# IS 362 – Project 3: Chinook Database Query

**Student:** Htet Eaindray Thet  
**Course:** IS 362 – Introduction to Data Analysis  
**Objective:** Join the Chinook tables (Customer, Invoice, InvoiceLine, Track, Album)  
to display each customer's purchased tracks and album titles,  
sorted by Last Name and First Name.


In [6]:
import pandas as pd
import sqlite3
import warnings
warnings.filterwarnings('ignore')

In [8]:
import sqlite3
import pandas as pd
from sqlalchemy import create_engine

DB_PATH = r"C:\Users\htete\Downloads\Chinook_Sqlite.sqlite"


In [9]:

conn = sqlite3.connect(DB_PATH)
cur = conn.cursor()

# list tables
tables = cur.execute(
    "SELECT name FROM sqlite_master WHERE type='table' ORDER BY name;"
).fetchall()
print("tables in DB:", [t[0] for t in tables])

# show columns for a few important tables
for tbl in ("Customer", "Invoice", "InvoiceLine", "Track", "Album"):
    print("\nColumns in", tbl)
    for col in cur.execute(f"PRAGMA table_info({tbl});").fetchall():
        print(col)  # (cid, name, type, notnull, dflt_value, pk)

conn.close()


tables in DB: ['Album', 'Artist', 'Customer', 'Employee', 'Genre', 'Invoice', 'InvoiceLine', 'MediaType', 'Playlist', 'PlaylistTrack', 'Track']

Columns in Customer
(0, 'CustomerId', 'INTEGER', 1, None, 1)
(1, 'FirstName', 'NVARCHAR(40)', 1, None, 0)
(2, 'LastName', 'NVARCHAR(20)', 1, None, 0)
(3, 'Company', 'NVARCHAR(80)', 0, None, 0)
(4, 'Address', 'NVARCHAR(70)', 0, None, 0)
(5, 'City', 'NVARCHAR(40)', 0, None, 0)
(6, 'State', 'NVARCHAR(40)', 0, None, 0)
(7, 'Country', 'NVARCHAR(40)', 0, None, 0)
(8, 'PostalCode', 'NVARCHAR(10)', 0, None, 0)
(9, 'Phone', 'NVARCHAR(24)', 0, None, 0)
(10, 'Fax', 'NVARCHAR(24)', 0, None, 0)
(11, 'Email', 'NVARCHAR(60)', 1, None, 0)
(12, 'SupportRepId', 'INTEGER', 0, None, 0)

Columns in Invoice
(0, 'InvoiceId', 'INTEGER', 1, None, 1)
(1, 'CustomerId', 'INTEGER', 1, None, 0)
(2, 'InvoiceDate', 'DATETIME', 1, None, 0)
(3, 'BillingAddress', 'NVARCHAR(70)', 0, None, 0)
(4, 'BillingCity', 'NVARCHAR(40)', 0, None, 0)
- - -
| SET TASK A |
Please return every line of the listing below that contains the string "Query".

| EXERCISE DATA |
- - -
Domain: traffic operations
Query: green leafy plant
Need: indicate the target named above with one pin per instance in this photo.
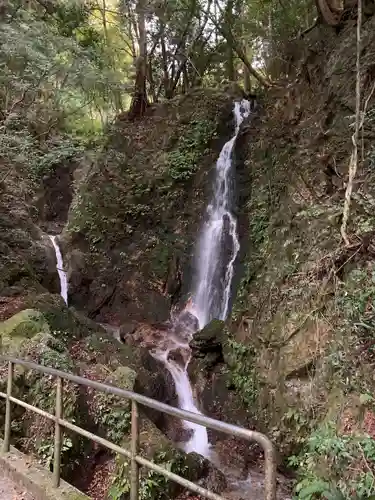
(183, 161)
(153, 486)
- - -
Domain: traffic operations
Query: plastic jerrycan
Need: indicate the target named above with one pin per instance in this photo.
- - -
| SET TASK B |
Extend the Chinook project notebook above, picking up after its final line.

| FINAL ANSWER A |
Query: green leafy plant
Query: plastic jerrycan

| FINAL ANSWER B |
(5, 'BillingState', 'NVARCHAR(40)', 0, No

In [14]:
from sqlalchemy import create_engine

DB_PATH = r"C:\Users\htete\Downloads\Chinook_Sqlite.sqlite"
engine = create_engine(f"sqlite:///{DB_PATH}")


In [15]:
sql = """
SELECT
    c.LastName,
    c.FirstName,
    t.Name       AS TrackName,
    al.Title     AS AlbumTitle
FROM Customer c
JOIN Invoice i       ON c.CustomerId = i.CustomerId
JOIN InvoiceLine il  ON i.InvoiceId = il.InvoiceId
JOIN Track t         ON il.TrackId = t.TrackId
JOIN Album al        ON t.AlbumId = al.AlbumId
ORDER BY c.LastName, c.FirstName, t.Name;
"""


In [16]:
import pandas as pd

df = pd.read_sql(sql, engine)
df.head(5)


Unnamed: 0,LastName,FirstName,TrackName,AlbumTitle
0,Almeida,Roberto,Amor De Muito,Afrociberdelia
1,Almeida,Roberto,Aos Leões,Demorou...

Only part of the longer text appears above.